● Task prompt: Lines from the one containing "Please complete this annotation. The target class is cardboard" through the end of the material below should be given again exactly, with no others.

● Records to use:
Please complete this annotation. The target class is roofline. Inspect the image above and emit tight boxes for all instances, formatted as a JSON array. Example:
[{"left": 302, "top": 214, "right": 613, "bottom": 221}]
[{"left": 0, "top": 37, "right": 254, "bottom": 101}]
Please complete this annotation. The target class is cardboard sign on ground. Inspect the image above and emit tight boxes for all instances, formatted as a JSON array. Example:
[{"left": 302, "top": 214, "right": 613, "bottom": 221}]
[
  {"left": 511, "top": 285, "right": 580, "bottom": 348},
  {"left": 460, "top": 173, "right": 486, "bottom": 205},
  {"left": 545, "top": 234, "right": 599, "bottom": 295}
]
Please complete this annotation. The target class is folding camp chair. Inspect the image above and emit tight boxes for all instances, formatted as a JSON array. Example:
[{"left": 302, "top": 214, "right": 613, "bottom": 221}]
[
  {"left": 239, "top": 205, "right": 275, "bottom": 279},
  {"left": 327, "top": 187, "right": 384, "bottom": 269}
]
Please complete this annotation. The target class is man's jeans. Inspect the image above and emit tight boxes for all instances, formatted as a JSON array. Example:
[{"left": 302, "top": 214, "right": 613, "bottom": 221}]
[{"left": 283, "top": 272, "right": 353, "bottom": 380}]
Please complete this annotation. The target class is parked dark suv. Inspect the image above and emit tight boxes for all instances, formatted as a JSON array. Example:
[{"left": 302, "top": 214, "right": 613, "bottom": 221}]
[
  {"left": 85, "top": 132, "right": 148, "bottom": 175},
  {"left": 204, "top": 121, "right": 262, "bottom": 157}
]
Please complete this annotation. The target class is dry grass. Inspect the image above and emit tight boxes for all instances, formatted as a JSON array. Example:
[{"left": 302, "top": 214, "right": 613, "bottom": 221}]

● Response to this exercise:
Please complete this annotation. The target class is cardboard sign on ground. Inspect the image above and emit tight boxes for all instances, formatted as a JSON array. Example:
[{"left": 302, "top": 214, "right": 613, "bottom": 221}]
[
  {"left": 511, "top": 285, "right": 580, "bottom": 348},
  {"left": 460, "top": 173, "right": 486, "bottom": 205},
  {"left": 545, "top": 234, "right": 599, "bottom": 295}
]
Please complete this annotation. The target class is folding camp chair. Inspect the image above and emit tight boxes for all instances, formatted as a JSON array. Example:
[{"left": 302, "top": 214, "right": 613, "bottom": 221}]
[
  {"left": 239, "top": 205, "right": 275, "bottom": 279},
  {"left": 327, "top": 187, "right": 384, "bottom": 269}
]
Please complete this annotation. The target class is man's jeans. Inspect the image above and emit tight boxes for all instances, formatted as a JSON array. Example:
[{"left": 302, "top": 214, "right": 613, "bottom": 221}]
[{"left": 283, "top": 272, "right": 353, "bottom": 380}]
Please complete this annotation. The target class is parked dark suv. Inspect the image above and emit tight boxes for all instances, formatted as a JSON array. Example:
[{"left": 302, "top": 214, "right": 613, "bottom": 221}]
[
  {"left": 85, "top": 132, "right": 148, "bottom": 175},
  {"left": 204, "top": 121, "right": 262, "bottom": 157}
]
Please complete this annotation. The target class is dry grass. Inspect the image above and emit tight boxes for all instances, formatted as a JSON array. Example:
[{"left": 302, "top": 214, "right": 613, "bottom": 221}]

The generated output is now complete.